### Work required
Skip every line before the one containing "Report one dot per instance of the snow in", then copy that line and the rest of the entries below exactly, through the last line.

### Record set
(begin)

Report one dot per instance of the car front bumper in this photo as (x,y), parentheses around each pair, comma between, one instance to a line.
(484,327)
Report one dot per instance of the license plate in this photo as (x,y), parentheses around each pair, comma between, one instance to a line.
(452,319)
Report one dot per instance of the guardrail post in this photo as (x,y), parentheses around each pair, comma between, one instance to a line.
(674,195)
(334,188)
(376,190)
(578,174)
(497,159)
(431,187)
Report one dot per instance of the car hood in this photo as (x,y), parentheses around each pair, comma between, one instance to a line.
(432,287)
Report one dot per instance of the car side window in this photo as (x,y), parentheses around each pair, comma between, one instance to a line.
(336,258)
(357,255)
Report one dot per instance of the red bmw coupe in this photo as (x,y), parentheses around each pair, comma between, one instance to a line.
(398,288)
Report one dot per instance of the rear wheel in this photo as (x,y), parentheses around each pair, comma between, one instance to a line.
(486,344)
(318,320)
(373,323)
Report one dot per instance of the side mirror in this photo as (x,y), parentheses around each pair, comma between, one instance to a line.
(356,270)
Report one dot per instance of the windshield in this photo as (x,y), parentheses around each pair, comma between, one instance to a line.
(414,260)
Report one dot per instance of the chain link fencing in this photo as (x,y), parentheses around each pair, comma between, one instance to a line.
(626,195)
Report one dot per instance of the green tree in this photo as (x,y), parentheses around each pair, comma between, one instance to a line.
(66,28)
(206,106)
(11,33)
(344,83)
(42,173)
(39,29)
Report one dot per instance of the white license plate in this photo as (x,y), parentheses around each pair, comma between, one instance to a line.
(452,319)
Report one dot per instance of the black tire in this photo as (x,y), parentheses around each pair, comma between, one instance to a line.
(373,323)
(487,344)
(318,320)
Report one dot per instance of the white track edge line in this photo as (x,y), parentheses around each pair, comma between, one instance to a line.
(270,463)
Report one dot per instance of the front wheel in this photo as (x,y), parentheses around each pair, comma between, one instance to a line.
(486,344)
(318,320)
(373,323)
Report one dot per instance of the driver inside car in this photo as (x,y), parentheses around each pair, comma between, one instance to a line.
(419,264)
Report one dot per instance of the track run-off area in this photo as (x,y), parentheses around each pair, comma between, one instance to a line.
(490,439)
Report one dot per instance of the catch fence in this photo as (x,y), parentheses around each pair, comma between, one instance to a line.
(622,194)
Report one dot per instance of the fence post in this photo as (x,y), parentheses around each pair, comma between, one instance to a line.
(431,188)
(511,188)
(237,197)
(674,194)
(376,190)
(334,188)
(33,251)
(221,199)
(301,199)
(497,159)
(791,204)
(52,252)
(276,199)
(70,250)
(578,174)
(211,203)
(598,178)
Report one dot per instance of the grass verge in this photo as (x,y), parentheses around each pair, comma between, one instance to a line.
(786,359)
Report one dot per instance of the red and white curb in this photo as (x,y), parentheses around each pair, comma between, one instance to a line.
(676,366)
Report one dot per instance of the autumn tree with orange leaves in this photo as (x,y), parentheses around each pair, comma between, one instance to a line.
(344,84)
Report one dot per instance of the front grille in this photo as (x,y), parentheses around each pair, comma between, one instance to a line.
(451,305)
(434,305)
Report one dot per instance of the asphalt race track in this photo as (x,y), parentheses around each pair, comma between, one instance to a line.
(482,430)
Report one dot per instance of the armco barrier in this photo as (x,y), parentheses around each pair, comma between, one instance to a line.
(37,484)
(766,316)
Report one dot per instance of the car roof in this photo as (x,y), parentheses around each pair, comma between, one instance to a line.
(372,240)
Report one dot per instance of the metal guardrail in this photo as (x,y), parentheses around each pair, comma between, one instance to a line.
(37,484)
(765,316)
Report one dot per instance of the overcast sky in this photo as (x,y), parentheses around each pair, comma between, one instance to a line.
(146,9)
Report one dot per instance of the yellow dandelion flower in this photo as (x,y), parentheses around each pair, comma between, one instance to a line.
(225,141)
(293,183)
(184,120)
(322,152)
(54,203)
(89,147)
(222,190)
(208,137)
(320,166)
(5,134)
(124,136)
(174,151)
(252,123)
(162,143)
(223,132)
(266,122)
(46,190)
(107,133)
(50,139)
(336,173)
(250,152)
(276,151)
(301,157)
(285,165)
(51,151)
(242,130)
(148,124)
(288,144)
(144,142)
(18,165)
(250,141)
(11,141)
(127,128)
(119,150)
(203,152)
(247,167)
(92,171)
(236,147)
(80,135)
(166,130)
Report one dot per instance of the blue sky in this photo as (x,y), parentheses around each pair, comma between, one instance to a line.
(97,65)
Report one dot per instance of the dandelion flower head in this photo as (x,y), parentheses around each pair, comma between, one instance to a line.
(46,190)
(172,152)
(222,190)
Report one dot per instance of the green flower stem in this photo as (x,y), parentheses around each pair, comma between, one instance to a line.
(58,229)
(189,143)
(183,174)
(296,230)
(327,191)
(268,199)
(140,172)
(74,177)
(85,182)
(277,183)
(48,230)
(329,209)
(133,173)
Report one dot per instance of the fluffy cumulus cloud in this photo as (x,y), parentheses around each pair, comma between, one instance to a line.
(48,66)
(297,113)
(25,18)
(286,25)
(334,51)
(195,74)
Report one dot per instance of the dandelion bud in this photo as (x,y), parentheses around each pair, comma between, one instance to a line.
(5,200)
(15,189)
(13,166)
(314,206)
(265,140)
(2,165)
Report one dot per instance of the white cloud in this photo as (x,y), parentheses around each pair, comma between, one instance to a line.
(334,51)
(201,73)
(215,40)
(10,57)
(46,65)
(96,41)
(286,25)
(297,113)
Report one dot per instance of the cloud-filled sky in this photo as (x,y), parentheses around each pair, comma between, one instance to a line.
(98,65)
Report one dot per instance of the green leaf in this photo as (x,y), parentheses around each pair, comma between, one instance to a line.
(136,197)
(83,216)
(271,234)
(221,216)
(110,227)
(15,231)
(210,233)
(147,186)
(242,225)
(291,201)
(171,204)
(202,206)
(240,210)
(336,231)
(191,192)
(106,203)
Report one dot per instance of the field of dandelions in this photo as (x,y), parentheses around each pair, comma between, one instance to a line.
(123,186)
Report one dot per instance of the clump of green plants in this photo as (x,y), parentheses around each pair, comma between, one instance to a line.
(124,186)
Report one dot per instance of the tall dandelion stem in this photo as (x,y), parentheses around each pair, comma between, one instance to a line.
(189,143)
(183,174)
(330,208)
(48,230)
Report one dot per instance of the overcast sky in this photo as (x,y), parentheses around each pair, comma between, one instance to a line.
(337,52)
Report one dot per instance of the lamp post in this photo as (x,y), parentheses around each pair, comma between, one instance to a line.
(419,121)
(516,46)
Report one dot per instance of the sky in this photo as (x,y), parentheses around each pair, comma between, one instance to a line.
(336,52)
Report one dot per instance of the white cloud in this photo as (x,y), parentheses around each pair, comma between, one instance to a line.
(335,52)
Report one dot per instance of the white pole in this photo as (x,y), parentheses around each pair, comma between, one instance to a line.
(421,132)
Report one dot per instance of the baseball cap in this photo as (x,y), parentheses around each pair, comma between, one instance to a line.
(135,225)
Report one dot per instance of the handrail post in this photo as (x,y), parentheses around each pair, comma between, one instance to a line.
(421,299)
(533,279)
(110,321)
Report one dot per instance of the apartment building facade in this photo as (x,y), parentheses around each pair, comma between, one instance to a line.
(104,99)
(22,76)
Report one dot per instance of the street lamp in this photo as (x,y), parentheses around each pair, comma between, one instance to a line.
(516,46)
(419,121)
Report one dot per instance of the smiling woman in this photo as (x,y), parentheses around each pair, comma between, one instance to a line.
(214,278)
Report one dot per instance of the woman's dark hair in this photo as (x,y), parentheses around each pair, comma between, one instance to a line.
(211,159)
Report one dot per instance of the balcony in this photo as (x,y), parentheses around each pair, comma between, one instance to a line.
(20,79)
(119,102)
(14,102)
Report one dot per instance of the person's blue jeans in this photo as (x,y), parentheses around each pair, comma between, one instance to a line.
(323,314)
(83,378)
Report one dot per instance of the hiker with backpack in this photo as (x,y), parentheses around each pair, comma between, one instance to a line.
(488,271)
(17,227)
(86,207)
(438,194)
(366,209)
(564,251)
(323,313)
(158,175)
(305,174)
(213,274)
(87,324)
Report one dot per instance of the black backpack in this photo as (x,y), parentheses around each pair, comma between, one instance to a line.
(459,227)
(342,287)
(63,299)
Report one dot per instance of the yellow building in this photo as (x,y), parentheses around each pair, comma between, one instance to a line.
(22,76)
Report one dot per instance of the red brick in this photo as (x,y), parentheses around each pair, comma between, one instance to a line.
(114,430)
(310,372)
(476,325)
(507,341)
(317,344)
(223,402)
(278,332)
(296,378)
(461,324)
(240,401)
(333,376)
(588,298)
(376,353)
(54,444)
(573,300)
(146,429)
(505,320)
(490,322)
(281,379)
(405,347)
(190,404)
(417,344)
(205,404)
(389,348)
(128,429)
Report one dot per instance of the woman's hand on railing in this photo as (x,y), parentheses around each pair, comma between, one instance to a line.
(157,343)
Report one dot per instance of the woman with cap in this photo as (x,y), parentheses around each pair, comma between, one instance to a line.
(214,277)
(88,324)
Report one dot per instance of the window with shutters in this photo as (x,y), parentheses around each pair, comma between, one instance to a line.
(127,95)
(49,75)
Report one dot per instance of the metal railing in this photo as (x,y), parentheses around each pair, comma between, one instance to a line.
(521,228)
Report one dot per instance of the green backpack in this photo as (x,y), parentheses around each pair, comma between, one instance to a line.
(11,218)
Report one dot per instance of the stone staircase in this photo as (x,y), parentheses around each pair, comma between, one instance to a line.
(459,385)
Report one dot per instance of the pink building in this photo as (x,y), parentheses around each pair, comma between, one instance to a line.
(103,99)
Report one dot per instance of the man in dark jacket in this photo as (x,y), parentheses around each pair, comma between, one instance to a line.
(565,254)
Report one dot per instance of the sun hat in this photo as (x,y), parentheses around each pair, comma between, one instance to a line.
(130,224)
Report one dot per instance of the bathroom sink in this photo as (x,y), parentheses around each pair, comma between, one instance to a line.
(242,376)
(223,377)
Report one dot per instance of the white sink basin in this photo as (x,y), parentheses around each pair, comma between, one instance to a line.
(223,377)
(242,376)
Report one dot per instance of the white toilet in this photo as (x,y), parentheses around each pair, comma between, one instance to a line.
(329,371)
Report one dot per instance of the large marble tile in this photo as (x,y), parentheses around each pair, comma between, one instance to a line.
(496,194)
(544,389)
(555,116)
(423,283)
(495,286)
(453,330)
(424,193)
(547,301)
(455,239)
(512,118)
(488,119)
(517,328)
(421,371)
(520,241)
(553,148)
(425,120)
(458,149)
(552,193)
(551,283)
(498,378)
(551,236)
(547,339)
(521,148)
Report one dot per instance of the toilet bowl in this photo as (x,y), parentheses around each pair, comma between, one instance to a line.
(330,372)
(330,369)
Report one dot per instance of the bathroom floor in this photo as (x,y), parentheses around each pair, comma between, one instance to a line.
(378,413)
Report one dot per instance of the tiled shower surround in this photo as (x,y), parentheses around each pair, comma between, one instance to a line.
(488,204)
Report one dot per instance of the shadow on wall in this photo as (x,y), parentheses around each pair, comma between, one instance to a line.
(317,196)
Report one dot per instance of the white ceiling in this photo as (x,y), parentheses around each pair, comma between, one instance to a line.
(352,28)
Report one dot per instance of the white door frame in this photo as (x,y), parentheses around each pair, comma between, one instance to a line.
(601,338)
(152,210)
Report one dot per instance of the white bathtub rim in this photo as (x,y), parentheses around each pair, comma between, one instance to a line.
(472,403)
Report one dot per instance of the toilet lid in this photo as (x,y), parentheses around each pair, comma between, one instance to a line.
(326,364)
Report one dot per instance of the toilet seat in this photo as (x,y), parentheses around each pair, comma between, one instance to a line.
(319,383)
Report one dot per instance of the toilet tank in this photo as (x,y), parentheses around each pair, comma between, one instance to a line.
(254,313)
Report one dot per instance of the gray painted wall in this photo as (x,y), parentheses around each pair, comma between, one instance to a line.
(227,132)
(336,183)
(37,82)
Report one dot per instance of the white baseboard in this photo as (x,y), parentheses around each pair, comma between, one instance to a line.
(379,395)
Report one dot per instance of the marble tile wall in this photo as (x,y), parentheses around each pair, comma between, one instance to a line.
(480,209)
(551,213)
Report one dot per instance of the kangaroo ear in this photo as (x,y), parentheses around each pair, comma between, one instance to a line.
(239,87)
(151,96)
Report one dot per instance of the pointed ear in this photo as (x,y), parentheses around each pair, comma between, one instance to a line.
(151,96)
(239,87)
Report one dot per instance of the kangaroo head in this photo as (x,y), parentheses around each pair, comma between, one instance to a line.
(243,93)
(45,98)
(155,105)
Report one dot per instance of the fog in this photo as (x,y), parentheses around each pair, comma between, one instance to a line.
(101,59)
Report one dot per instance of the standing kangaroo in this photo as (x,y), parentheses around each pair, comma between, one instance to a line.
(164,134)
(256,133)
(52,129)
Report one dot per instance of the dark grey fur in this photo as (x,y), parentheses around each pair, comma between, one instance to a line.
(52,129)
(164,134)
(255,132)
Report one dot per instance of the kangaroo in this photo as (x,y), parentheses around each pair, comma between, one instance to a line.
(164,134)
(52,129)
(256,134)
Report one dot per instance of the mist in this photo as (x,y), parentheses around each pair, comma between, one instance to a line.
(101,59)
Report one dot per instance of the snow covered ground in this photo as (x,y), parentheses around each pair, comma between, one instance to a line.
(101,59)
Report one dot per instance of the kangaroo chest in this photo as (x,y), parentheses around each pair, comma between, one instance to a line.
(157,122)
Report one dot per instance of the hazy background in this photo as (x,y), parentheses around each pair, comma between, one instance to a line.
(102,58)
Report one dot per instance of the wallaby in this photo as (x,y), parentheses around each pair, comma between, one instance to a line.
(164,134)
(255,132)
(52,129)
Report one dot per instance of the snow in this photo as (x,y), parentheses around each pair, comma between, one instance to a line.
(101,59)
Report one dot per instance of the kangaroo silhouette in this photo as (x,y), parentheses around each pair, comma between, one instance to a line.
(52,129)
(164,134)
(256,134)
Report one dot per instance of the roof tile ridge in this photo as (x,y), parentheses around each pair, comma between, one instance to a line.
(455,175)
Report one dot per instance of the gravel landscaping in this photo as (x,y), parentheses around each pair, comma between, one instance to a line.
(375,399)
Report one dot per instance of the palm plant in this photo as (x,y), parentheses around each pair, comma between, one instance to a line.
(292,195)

(end)

### Solution for this task
Report one dot per instance of the snow in this photo as (x,y), parentheses around each pair, comma between, one instance to a line.
(101,59)
Report one dot per instance of the kangaroo silhouette in this photo as (x,y), parentheses around each pair, comma between, one instance to a line.
(52,129)
(164,134)
(256,134)
Report one dot per instance of the roof tile ridge in this photo as (x,y), parentheses around each pair, comma between, one instance to a line.
(455,175)
Report one dot per instance of the gravel landscaping in this photo as (x,y), parentheses around each pair, comma between, one instance to a line.
(375,399)
Report one dot per instance of the palm plant in this photo as (x,y), parentheses around each pair, comma between, one instance to a line.
(292,195)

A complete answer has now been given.